> **EXCERPTED RECORDS**
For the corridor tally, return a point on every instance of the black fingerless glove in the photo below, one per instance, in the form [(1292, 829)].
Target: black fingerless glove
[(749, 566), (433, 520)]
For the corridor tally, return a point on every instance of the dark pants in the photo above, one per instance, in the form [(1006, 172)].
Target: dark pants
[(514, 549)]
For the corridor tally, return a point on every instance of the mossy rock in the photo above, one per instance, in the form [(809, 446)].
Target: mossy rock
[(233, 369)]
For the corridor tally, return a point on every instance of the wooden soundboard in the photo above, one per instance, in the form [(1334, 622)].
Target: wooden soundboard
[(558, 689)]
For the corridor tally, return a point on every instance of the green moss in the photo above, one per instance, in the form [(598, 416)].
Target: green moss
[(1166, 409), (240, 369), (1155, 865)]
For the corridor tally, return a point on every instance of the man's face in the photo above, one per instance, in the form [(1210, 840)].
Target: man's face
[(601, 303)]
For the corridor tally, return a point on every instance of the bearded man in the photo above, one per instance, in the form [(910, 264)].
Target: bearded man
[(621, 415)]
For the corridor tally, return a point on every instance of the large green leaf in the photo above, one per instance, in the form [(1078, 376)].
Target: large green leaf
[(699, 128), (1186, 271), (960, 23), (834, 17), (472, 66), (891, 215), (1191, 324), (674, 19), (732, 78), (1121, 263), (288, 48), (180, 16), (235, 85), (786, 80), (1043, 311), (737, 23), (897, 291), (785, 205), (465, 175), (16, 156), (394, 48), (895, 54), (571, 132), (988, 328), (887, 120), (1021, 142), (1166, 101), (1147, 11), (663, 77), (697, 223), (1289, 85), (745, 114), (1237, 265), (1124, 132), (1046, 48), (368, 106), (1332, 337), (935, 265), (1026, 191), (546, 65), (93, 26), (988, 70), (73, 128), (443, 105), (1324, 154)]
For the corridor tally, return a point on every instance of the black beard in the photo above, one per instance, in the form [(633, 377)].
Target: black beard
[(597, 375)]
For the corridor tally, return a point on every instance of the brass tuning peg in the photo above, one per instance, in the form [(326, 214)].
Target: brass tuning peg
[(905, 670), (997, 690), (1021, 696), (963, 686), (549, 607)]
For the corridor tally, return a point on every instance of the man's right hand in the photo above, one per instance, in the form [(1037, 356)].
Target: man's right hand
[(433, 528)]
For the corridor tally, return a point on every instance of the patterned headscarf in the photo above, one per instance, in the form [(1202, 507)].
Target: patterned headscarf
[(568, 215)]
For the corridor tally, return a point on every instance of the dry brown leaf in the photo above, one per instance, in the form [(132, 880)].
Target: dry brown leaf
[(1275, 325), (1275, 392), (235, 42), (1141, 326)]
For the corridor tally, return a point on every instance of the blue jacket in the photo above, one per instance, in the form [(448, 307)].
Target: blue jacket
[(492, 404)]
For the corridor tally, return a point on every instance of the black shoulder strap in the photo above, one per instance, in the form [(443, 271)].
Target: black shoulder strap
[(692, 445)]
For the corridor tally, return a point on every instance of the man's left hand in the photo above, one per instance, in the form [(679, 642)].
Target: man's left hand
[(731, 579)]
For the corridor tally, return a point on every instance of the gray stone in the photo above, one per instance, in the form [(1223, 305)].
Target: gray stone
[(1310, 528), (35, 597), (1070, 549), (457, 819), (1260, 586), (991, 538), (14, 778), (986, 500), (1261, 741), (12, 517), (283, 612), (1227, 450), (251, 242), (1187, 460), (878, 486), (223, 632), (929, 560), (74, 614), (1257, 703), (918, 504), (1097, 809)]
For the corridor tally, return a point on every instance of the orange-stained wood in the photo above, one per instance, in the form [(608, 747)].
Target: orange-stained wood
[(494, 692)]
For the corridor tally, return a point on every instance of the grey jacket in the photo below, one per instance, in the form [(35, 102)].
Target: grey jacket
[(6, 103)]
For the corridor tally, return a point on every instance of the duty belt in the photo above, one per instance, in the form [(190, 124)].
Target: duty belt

> **THE PROBLEM**
Reproduce the listing above verbatim.

> **FINAL ANSWER**
For the corridor tally, return a point on every instance of the black fingerless glove in the photo below, one per instance, in the form [(1292, 829)].
Target: black fingerless glove
[(749, 566), (433, 520)]
For the corridor tally, return a point on every instance of the dark pants in the photo above, one per instance, in the form [(1006, 172)].
Target: dark pants
[(514, 549)]
For the corridor tally, return a point on every instance of the mossy rock in the photo above, one per instance, in the form [(809, 446)].
Target: mossy rock
[(233, 369)]
For the corridor tally, return a point on every instance of the wooden soundboard in the photo above, one per instance, in the form [(1334, 622)].
Target: wooden soundboard
[(558, 689)]
For the corridor tally, return a point on every instance of the green moss in the photo above, one per instance, in the form [(598, 416)].
Target: green moss
[(1166, 409), (240, 369), (1155, 865)]
For the corridor tally, return a point on every instance of the man's face in the photo above, one per instance, in the form [(1210, 840)].
Target: man's face
[(601, 303)]
For the corridor tally, return a point on every instance of the bearded man in the photo above, one per instance, in the form [(910, 264)].
Target: bearded man
[(621, 415)]
For the corridor tally, return a point on every instance of the large green leaf in the photo above, one per instance, in the form [(1078, 376)].
Target: large green leaf
[(699, 128), (1186, 271), (960, 23), (834, 17), (472, 66), (891, 215), (1191, 324), (674, 19), (732, 78), (1121, 263), (288, 48), (180, 16), (235, 85), (786, 80), (1043, 311), (737, 23), (897, 291), (785, 205), (465, 175), (16, 156), (394, 48), (895, 54), (571, 132), (988, 328), (887, 120), (1021, 142), (1166, 101), (1147, 11), (663, 77), (697, 223), (1289, 85), (745, 114), (1237, 265), (1124, 132), (1046, 48), (368, 106), (1332, 337), (935, 265), (1026, 191), (546, 65), (93, 26), (988, 70), (73, 128), (443, 105), (1324, 154)]
For the corridor tally, return a point on every instance of the black beard in the photo above, one per instance, in the form [(633, 377)].
Target: black beard
[(597, 375)]
For the corridor tally, return a point on every instance of the brass tuning peg in the photo above, one per instance, in the form [(326, 214)].
Target: brass tuning peg
[(905, 670), (997, 690), (1021, 696), (963, 686), (549, 607)]
For the corridor tally, return a point on every instance of the man's right hand in the photo above, one per instance, in the form [(1037, 356)].
Target: man's right hand
[(433, 528)]
For the corridor tally, return a point on every instance of the patterned headscarf in the photo above, one per instance, in the form [(1202, 507)].
Target: patterned headscarf
[(568, 215)]
For the corridor tally, return a point on every instance of the dry brown leaf in the photo above, one per instance, in the form [(132, 880)].
Target: dry brown leaf
[(1275, 325), (1275, 392), (235, 42), (1141, 326)]
For the corridor tally, return a point on every instance of the blue jacket in the photo above, one per instance, in the form [(448, 307)].
Target: blue jacket
[(492, 404)]
For the corridor tally, return a point on every instance of the black shoulder strap in the photo above, one per instance, in the form [(443, 271)].
Target: black shoulder strap
[(692, 445)]
For the corridor tally, return a point on every instance of the man's left hand in the photo above, one per instance, in the form [(679, 642)].
Target: man's left hand
[(731, 579)]
For the corridor tally, return a point on every instance of the gray stone in the photo above, one per instance, in the form [(1223, 305)].
Target: gray stone
[(1310, 528), (35, 597), (1070, 549), (457, 819), (1260, 586), (991, 538), (14, 778), (986, 500), (1261, 741), (12, 517), (283, 612), (1227, 450), (251, 242), (1187, 460), (878, 486), (223, 632), (929, 560), (74, 614), (1257, 703), (918, 504), (1097, 809)]
For the corridor tally, return a point on every instance of the orange-stained wood in the photo above, one per instance, in the form [(608, 747)].
Target: orange-stained wood
[(494, 692)]
For the corridor tally, return a point on every instance of the grey jacket in the photo below, one per instance, in the form [(35, 102)].
Target: grey jacket
[(6, 103)]
For the corridor tally, return a point on every instance of the duty belt in the photo above, one per instance, in the form [(190, 124)].
Target: duty belt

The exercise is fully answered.